> [WHAT YOU ARE ASKED TO DO]
In the forum thread about delayed driver payments, copy the passage starting with "I guess that" and going on through "throwing money away.", swapping "phones" for "tablets".

> [EXTRACT TO READ]
____________

Sorry about that - but it's coming!


----------



## Driving a lot

uBerSUV_NYC said:


>


We need our money people have bills to pay and auto payments going out online that's scheduled to be paid...


----------



## GearJammer

Delays in payment deposits can only mean one thing - lack of cash on hand.


----------



## Driving a lot

I can't drive till I get my money that sucks,I hope it's fixed real soon


----------



## Driving a lot

GearJammer said:


> Delays in payment deposits can only mean one thing - lack of cash on hand.


Can't be that all the driving we all do all over the world that would not be good if it's true


----------



## u_no_me

I guess that $1.2B check hasn't cleared yet, or Travis has spent it already. Maybe they should get back all those phones that aren't being used that they haven't asked for back, instead of just throwing money away.


----------



## ScreenwriterSam

I didn't get mine, either. All I got was the usual email saying "Raisier has paid you." Got no email or text saying anything about a delay. I just sent them an email trying to find out what is going on.


----------



## ScreenwriterSam

This is the response I just got back: 

Thank you for reaching out regarding your payments. Due to an internal system error, some of our payments were delayed this week. Our AP team is working to resolve this issue as soon as possible, at which point you will see the payment deposited to your account. Moving forward, payments should not experience this issue. However, we sincerely apologize for the inconvenience that this may cause you. Again, very sorry for the inconvenience.

Kind Regards,
Donna


----------



## dominant7th

I got the e-mail saying I was paid but my balance says otherwise.


----------



## uberXDenver

uberlady said:


> Same delay in Philly. However, we haven't received an email nor text letting us know.


Denver here- no text - no email either - PISSED!


----------



## uberXDenver

uberXDenver said:


> Denver here- no text - no email either - PISSED!


SORRY- let me be more clear- got email from Rasier saying i was paid but no $ in account from them. NO TEXT though


----------



## uberXDenver

ScreenwriterSam said:


> I didn't get mine, either. All I got was the usual email saying "Raisier has paid you." Got no email or text saying anything about a delay. I just sent them an email trying to find out what is going on.

____________

> [RECORDED INFORMATION]
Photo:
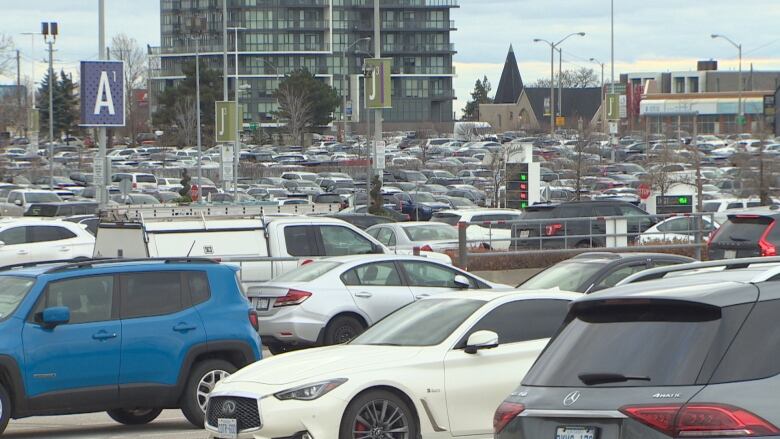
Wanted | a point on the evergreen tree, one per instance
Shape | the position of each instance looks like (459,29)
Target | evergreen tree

____________

> [ANSWER FOR THE TASK]
I guess that $1.2B check hasn't cleared yet, or Travis has spent it already. Maybe they should get back all those tablets that aren't being used that they haven't asked for back, instead of just throwing money away.